- _What the task requires_:
Please continue the thread about unifying the fmt module's wording on characters, digits, and bytes, picking up after its last comment and leaving the material that follows untouched.

RIOT icon indicating copy to clipboard operation
RIOT copied to clipboard

fmt: unify and align wording regarding characters, digits, and bytes

Open miri64 opened this issue 3 years ago • 3 comments

Contribution description

The current wording of the fmt module may be a bit confusing (see https://github.com/RIOT-OS/RIOT/pull/18310). This PR aims to fix that.

Testing procedure

Read.

Issues/PRs references

Alternative to https://github.com/RIOT-OS/RIOT/pull/18310

miri64 avatar Jul 18 '22 08:07 miri64

Can we postpone this until I'm back from holidays? No time to argue now :) I find using "characters" utterly confusing. We're in total "one byte has eight bits" land, and so, fmt writes bytes to buffers. (It maybe prints characters).

kaspar030 avatar Jul 18 '22 08:07 kaspar030

I find using "characters" utterly confusing. We're in total "one byte has eight bits" land, and so, fmt writes bytes to buffers.

Mh... the type of all out parameters for which I changed to "characters" are of type char *. Typically, in C this is a string (of characters) not a buffer (of bytes) so I do not understand your argument.

- _Data_:
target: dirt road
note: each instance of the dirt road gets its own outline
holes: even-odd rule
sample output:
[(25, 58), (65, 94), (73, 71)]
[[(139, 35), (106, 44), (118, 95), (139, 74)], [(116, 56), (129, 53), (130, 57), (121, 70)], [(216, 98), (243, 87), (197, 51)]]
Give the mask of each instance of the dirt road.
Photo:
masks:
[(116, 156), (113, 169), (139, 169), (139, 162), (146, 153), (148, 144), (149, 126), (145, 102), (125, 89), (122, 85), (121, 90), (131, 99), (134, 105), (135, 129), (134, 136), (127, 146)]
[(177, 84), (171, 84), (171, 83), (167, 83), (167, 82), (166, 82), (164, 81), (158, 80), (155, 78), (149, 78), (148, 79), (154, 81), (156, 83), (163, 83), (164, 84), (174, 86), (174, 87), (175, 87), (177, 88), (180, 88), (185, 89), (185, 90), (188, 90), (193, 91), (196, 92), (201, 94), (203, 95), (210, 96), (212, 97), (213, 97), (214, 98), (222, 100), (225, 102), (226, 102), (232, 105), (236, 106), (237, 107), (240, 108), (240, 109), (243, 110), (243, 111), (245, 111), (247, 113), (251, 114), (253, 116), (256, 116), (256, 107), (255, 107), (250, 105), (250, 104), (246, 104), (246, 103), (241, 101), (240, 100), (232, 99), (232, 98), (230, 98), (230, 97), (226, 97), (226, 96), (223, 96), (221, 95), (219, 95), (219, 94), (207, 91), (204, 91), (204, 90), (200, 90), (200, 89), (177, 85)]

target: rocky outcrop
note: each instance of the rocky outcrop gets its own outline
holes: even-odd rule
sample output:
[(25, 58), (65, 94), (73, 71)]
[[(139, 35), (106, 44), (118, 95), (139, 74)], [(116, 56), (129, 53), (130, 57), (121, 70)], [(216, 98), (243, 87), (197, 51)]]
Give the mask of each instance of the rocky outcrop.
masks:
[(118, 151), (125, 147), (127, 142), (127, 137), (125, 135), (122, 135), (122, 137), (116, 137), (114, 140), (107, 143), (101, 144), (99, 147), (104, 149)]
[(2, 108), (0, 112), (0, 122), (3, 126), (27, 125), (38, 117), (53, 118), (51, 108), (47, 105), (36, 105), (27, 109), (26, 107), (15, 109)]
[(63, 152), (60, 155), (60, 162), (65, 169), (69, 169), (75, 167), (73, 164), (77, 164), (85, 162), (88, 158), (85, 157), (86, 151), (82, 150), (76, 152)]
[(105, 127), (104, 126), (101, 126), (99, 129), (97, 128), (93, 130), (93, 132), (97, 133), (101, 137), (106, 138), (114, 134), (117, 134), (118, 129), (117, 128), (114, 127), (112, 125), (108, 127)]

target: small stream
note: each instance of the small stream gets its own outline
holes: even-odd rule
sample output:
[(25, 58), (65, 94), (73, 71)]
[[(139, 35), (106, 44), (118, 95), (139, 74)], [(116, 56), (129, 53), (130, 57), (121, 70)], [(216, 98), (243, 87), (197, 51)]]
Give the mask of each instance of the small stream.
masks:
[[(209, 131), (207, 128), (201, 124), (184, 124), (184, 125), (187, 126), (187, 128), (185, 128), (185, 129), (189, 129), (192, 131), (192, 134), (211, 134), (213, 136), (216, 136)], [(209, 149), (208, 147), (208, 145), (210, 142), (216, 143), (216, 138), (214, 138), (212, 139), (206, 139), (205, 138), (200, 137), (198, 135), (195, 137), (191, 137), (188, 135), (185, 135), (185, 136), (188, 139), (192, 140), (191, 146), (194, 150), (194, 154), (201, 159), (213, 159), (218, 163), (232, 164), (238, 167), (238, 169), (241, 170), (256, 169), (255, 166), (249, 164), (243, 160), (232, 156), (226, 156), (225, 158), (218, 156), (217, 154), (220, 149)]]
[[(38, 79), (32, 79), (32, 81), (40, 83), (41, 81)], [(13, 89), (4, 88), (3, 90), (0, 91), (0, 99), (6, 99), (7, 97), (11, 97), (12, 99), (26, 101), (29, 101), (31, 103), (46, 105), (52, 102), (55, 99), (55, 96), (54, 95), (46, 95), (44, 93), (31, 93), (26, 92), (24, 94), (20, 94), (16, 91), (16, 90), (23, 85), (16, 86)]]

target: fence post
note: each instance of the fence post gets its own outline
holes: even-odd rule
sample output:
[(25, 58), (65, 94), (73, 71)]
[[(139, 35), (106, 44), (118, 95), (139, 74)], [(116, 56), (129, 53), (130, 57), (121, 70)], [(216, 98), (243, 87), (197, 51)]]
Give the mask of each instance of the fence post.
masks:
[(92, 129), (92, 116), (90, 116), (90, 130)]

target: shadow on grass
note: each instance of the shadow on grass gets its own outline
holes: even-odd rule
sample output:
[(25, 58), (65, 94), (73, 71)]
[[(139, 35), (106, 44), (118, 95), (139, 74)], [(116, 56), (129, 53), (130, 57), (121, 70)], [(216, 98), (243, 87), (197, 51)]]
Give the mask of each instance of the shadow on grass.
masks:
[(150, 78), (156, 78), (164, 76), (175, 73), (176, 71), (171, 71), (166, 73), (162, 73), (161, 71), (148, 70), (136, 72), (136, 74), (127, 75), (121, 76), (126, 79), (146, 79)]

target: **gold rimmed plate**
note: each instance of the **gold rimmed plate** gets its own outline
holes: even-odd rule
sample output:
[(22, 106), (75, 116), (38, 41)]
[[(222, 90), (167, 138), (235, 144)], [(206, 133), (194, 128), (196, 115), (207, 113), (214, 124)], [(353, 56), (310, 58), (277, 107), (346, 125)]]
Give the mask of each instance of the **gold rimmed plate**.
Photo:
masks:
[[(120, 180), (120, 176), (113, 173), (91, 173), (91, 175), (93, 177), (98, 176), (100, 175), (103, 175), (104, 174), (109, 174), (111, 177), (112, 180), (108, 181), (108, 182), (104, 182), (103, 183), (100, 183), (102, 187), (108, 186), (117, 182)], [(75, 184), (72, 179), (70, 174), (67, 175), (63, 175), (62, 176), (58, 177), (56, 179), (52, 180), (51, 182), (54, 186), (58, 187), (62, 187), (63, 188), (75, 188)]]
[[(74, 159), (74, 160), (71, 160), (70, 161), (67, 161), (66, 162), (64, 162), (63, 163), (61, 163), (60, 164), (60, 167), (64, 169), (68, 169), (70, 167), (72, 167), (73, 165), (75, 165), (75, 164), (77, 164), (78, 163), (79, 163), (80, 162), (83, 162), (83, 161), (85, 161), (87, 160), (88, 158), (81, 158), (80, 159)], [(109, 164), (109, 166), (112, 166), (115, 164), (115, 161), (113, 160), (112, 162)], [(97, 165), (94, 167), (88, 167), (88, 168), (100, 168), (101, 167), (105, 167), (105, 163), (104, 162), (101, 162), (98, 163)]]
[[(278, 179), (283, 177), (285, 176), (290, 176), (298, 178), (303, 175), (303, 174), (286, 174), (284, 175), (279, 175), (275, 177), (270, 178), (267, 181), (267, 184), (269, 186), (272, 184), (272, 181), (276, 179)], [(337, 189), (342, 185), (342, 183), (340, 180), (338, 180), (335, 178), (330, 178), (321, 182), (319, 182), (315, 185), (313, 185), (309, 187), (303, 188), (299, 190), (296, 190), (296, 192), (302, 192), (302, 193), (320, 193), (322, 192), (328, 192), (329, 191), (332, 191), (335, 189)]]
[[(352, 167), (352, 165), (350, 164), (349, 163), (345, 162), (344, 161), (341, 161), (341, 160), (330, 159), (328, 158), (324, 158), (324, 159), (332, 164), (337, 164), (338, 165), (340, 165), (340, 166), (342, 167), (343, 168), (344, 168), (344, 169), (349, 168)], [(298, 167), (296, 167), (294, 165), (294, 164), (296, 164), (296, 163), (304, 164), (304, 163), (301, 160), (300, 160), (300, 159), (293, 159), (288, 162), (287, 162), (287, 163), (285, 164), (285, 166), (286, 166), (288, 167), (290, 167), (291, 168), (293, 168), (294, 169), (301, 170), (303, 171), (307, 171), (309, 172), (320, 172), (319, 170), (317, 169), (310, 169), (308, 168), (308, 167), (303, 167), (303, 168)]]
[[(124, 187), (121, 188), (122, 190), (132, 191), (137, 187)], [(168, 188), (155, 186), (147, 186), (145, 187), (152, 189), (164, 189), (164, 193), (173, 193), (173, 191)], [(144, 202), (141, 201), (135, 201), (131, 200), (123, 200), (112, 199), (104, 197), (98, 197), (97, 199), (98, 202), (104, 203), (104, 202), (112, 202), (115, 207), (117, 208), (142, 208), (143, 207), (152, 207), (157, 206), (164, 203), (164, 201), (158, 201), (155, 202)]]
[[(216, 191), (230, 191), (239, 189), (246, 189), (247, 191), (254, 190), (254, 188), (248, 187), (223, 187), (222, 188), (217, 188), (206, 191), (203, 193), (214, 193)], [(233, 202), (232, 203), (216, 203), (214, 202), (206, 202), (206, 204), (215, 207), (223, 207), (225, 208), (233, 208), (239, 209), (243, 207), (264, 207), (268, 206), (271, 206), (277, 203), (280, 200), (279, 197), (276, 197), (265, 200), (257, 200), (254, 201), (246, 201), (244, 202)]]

- _Response to the exercise_:
Can we postpone this until I'm back from holidays? No time to argue now :)

Sure!

miri64 avatar Jul 18 '22 08:07 miri64

Huh what's confusing about using characters for string output? I wouldn't have expected this to be controversial.

benpicco avatar Jul 18 '22 09:07 benpicco

Huh what's confusing about using characters for string output?

because characters nowadays often mean multi-byte characters. 'Į' is a character. When talking about how much data is written to a byte buffer, numbering "bytes" is just more precise.

kaspar030 avatar Sep 01 '22 16:09 kaspar030

because characters nowadays often mean multi-byte characters. 'Į' is a character. When talking about how much data is written to a byte buffer, numbering "bytes" is just more precise.

But that's not how these functions work. They provide char as an output/input, not 8-bit wide units, commonly called bytes (which is uint8_t in C). The width of char is platform dependent (though it is commonly understood it is also 8-bit ASCII characters). What you are talking about is UTF-8 characters, but those are a completely different type in C. Lastly, since this is about converting between bytes and their string representation, sticking to "bytes" for both input and output is confusing.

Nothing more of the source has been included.